### Request
From the records below, pull out every line that contains the word "forehead". Case counts.

### The records
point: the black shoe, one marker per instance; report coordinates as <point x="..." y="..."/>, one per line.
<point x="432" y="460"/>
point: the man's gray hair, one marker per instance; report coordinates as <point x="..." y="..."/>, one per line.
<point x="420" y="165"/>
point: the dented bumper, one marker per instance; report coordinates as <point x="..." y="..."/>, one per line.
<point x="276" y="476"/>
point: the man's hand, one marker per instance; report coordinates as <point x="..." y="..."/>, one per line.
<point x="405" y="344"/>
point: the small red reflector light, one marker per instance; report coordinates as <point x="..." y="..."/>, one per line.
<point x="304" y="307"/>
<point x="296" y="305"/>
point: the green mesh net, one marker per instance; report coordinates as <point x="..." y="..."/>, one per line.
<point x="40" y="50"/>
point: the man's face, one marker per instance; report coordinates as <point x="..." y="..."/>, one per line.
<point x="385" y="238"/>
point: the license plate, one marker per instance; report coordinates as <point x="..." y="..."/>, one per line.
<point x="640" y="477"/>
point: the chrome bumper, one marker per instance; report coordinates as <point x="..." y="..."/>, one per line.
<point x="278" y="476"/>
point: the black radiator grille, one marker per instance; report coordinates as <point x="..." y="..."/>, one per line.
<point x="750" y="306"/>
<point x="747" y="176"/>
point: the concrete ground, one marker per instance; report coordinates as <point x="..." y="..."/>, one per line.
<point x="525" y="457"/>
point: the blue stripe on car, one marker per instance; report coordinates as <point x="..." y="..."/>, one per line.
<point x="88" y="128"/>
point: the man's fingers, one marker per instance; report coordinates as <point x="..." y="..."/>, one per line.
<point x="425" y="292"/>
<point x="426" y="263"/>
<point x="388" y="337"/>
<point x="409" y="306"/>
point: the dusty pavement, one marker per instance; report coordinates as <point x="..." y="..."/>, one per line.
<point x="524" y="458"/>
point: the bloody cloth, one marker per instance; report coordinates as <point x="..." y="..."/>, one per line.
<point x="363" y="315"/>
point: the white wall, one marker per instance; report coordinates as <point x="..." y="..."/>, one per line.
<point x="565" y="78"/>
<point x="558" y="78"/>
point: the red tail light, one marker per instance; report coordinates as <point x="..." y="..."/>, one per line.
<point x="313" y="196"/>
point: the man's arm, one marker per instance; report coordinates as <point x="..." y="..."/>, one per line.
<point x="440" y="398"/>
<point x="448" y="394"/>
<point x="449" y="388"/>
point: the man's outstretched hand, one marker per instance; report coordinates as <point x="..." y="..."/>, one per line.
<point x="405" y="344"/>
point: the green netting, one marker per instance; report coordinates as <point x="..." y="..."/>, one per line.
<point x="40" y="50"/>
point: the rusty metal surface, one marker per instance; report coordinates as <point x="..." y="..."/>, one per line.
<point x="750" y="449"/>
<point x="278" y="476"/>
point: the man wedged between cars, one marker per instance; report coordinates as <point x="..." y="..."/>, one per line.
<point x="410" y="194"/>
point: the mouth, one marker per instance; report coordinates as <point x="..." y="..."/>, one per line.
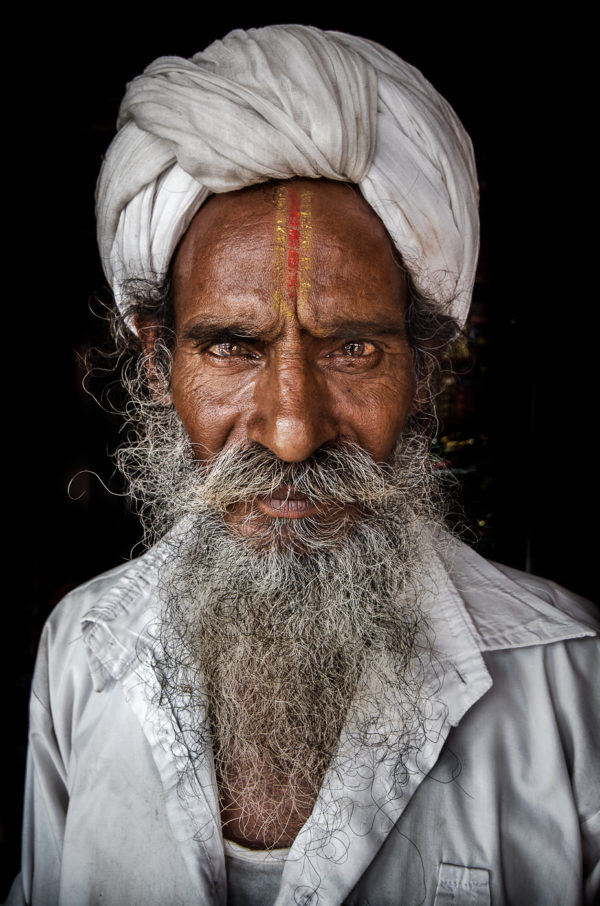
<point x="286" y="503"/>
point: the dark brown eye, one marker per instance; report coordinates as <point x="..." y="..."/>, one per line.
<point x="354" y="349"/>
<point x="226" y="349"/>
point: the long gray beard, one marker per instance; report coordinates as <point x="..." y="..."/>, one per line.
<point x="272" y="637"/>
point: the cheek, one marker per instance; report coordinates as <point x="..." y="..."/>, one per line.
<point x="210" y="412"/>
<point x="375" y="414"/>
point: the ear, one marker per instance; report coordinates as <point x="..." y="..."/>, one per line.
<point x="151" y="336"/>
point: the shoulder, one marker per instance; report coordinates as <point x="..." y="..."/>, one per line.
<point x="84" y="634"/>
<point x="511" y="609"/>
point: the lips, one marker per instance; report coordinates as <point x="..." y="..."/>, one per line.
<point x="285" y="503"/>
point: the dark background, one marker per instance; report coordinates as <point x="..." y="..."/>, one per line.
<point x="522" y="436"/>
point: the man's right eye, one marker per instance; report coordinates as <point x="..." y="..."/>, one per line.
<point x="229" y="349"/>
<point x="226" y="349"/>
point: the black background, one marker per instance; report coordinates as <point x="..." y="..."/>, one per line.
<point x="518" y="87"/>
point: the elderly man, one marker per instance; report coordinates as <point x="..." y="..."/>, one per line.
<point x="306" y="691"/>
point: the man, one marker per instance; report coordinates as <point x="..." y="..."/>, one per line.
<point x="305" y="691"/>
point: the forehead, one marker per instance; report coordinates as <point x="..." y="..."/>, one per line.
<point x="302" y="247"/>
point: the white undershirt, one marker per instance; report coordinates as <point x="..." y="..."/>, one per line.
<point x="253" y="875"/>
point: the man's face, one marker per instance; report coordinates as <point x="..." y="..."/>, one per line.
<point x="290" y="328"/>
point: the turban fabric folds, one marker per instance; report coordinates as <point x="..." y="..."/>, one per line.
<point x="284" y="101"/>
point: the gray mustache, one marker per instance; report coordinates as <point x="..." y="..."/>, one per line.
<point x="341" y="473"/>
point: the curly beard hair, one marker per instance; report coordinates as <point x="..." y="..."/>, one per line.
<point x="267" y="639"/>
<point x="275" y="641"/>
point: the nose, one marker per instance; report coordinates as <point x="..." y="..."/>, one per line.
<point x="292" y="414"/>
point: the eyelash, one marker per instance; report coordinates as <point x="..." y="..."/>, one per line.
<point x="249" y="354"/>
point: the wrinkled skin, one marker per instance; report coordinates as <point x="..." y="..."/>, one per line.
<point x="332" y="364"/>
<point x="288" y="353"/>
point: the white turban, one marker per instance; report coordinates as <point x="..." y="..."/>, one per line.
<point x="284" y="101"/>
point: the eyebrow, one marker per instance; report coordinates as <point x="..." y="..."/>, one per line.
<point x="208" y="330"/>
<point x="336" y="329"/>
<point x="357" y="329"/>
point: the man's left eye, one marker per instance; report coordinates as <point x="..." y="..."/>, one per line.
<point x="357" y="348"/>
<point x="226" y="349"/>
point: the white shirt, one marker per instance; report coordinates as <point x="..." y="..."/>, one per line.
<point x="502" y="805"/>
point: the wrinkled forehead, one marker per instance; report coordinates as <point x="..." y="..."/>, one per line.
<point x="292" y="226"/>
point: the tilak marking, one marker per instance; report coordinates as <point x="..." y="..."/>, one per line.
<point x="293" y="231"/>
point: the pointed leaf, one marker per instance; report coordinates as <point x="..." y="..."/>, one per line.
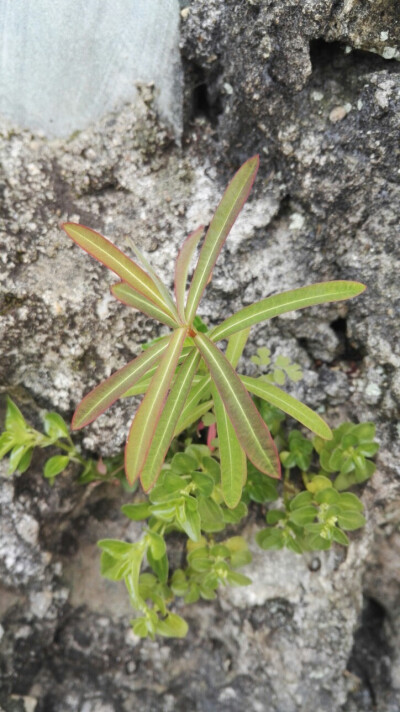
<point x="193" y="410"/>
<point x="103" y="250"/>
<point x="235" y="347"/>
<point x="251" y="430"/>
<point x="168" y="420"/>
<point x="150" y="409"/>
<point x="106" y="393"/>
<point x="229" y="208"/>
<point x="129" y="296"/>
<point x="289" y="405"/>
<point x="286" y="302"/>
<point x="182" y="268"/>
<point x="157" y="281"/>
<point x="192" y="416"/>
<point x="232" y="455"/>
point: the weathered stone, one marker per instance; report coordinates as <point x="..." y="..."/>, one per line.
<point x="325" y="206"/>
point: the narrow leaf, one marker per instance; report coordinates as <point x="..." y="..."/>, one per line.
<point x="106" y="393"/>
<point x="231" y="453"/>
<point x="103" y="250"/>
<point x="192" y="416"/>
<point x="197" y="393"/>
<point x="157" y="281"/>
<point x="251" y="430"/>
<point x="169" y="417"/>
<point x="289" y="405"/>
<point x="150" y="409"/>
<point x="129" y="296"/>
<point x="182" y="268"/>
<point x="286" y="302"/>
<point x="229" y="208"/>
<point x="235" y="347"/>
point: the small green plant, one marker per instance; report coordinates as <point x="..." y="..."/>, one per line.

...

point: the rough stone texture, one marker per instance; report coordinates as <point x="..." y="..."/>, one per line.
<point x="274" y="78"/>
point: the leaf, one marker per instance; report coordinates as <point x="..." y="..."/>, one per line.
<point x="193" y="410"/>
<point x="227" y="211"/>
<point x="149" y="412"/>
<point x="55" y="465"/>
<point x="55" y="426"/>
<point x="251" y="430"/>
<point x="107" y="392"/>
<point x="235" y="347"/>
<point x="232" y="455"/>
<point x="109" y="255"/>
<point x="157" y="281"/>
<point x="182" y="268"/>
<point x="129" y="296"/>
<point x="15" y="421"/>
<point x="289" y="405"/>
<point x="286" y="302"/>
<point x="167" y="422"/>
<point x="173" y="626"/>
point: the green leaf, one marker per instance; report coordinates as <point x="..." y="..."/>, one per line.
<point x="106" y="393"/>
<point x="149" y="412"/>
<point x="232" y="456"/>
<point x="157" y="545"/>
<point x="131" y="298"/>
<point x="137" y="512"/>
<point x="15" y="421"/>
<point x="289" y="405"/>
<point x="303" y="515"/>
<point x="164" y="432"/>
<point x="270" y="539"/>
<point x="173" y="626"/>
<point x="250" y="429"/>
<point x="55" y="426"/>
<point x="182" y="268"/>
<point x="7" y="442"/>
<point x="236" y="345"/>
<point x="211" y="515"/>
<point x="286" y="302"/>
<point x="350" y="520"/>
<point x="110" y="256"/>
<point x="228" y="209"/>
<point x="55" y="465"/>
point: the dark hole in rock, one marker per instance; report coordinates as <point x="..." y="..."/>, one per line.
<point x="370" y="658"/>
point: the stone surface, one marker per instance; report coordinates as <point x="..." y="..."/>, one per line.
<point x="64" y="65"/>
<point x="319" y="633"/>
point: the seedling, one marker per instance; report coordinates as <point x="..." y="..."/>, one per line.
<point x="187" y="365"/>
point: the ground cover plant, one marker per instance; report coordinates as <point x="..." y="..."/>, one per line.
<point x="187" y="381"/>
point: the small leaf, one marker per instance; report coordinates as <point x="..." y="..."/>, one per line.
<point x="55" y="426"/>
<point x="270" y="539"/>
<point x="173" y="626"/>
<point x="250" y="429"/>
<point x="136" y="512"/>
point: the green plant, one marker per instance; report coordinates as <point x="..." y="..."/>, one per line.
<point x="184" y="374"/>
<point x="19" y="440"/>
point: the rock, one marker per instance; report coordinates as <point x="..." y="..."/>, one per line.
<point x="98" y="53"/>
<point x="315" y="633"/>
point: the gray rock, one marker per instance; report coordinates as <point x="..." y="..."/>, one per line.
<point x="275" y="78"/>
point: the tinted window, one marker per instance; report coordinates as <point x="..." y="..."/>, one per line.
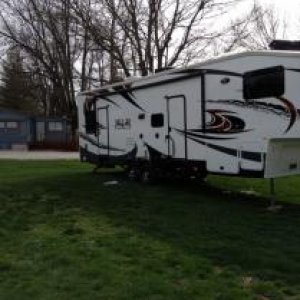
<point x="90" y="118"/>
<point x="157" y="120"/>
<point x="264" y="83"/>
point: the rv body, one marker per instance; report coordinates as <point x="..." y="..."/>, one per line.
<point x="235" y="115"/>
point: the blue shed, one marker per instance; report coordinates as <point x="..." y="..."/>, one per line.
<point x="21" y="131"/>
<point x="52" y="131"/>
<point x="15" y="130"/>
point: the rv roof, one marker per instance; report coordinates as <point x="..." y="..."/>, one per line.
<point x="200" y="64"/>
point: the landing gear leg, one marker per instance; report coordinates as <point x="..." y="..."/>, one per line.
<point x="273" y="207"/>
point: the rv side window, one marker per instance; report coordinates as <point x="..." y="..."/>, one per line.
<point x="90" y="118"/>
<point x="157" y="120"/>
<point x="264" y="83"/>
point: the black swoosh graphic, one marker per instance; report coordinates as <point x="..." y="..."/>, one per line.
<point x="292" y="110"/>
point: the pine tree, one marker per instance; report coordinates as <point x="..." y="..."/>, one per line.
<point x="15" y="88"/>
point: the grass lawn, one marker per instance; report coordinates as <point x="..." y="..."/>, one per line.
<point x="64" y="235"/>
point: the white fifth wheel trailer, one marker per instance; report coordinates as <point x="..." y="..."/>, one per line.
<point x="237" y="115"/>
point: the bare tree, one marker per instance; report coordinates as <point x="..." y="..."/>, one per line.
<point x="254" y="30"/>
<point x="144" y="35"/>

---

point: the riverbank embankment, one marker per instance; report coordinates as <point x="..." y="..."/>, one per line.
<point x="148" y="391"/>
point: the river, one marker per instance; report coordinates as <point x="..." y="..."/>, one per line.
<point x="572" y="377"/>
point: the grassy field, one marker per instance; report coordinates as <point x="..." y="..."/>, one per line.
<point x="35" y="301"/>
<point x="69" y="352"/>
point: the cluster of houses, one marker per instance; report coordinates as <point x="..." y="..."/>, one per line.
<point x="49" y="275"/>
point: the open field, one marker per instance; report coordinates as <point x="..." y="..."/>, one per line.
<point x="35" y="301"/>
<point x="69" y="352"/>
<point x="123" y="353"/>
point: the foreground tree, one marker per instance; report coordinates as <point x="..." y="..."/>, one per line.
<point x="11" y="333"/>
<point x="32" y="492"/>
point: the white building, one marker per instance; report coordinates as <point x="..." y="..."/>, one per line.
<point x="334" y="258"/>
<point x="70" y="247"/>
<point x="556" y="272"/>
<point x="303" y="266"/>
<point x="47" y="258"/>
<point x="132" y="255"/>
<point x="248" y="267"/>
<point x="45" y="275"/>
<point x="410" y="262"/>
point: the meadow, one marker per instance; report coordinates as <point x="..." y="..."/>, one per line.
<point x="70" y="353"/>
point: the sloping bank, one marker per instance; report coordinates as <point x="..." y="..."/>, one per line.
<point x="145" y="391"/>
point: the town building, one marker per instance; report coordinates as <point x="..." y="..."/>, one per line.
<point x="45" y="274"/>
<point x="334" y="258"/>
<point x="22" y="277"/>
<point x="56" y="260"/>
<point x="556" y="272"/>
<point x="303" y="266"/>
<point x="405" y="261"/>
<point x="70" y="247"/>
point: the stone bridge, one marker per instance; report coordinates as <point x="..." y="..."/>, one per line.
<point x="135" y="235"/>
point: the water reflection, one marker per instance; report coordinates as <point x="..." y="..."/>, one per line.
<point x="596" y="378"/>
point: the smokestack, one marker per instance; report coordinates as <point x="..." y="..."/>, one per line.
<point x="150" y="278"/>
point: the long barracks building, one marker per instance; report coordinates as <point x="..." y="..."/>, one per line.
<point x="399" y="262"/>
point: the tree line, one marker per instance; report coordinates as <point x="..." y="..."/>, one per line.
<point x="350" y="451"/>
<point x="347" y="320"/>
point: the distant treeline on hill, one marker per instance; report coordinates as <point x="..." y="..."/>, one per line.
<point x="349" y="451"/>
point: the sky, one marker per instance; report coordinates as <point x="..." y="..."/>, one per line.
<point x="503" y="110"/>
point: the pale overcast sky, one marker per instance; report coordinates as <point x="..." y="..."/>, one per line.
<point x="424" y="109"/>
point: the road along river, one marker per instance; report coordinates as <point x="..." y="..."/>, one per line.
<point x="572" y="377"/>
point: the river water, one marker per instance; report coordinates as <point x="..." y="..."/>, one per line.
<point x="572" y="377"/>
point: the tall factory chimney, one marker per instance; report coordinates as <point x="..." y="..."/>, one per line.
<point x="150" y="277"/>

### Response
point: the forehead, one marker per instance; report coordinates as <point x="..." y="..."/>, one per line.
point: the wrinkled forehead, one marker per instance; report coordinates as <point x="..." y="..."/>, one per line.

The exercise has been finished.